PROMPT> Rewrite the records, requests included, starting with the line that contains "of the fountain" and going on through the end of the records. Shift every coordinate in the answers by adding 23 to each number.

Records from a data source
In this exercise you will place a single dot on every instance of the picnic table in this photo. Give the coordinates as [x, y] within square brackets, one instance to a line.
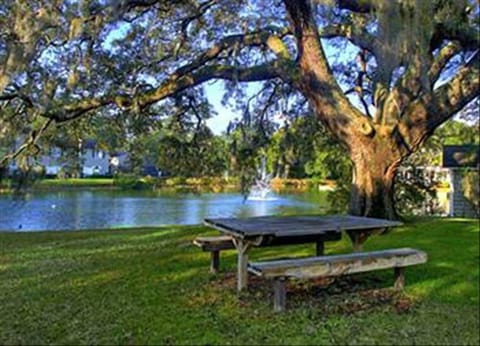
[273, 230]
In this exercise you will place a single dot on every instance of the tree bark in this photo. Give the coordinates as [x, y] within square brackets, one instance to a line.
[375, 163]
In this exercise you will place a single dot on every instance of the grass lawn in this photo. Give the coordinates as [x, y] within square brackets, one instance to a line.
[150, 286]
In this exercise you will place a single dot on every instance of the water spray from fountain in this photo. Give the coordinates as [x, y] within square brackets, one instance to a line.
[261, 190]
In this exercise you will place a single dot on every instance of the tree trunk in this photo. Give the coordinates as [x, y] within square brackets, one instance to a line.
[374, 167]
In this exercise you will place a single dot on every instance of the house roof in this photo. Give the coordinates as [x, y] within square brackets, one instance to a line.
[89, 144]
[461, 156]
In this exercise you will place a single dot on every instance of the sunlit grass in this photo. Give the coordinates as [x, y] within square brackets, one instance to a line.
[151, 286]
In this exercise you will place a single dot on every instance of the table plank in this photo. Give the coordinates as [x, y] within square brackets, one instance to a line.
[285, 226]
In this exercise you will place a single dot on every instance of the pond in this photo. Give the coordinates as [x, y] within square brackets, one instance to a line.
[95, 209]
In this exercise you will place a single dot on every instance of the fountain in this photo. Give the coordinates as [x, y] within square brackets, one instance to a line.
[261, 190]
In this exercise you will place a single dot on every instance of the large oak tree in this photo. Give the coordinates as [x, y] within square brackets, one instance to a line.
[403, 67]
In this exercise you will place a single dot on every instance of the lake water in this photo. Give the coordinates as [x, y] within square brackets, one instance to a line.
[93, 209]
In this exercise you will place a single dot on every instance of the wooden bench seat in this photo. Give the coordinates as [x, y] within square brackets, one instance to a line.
[214, 245]
[323, 266]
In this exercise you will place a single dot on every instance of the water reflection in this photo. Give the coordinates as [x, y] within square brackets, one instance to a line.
[71, 210]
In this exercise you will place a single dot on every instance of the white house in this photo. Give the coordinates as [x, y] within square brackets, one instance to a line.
[458, 158]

REPLY TO THE EXERCISE>
In this exercise you will place a single dot on every instance of the fountain in this photo. Give the coordinates as [x, y] within square brackets, one instance to a line.
[284, 213]
In this exercise you will place a single dot on every instance of the large oak tree in this photo. Give the coordinates as [x, y] within square brackets, one instance to a line.
[426, 90]
In this exercise you will place a single dot on every instance of the lake water in this photo. Give the coordinates as [x, y] within square brackets, one instance to a line.
[116, 232]
In this exercise you will place a single dot on every instance of the wooden bench seat in this photo. Give the coordinates as [x, y] within square brackets, one instance to a line.
[237, 268]
[346, 289]
In this exercise you will place a single dot on every instance of the water reflection in this photo. Give the coordinates as [x, y] within square brackets, one instance to a line.
[94, 233]
In this exercise you will place a single dot on every instance of the white house in this photo. Give the coordinates as [x, y] within square brackets, one instance to a line.
[481, 181]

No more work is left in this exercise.